[WHAT IS REQUIRED] Find every line in the listing below that contains the word "left", and copy each of those lines in full.

★ ★ ★ ★ ★ ★ ★

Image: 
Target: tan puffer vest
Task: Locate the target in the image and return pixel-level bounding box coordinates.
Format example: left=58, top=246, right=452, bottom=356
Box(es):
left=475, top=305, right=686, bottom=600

★ ★ ★ ★ ★ ★ ★

[FINISHED EXERCISE]
Format example: left=58, top=246, right=452, bottom=356
left=475, top=305, right=686, bottom=600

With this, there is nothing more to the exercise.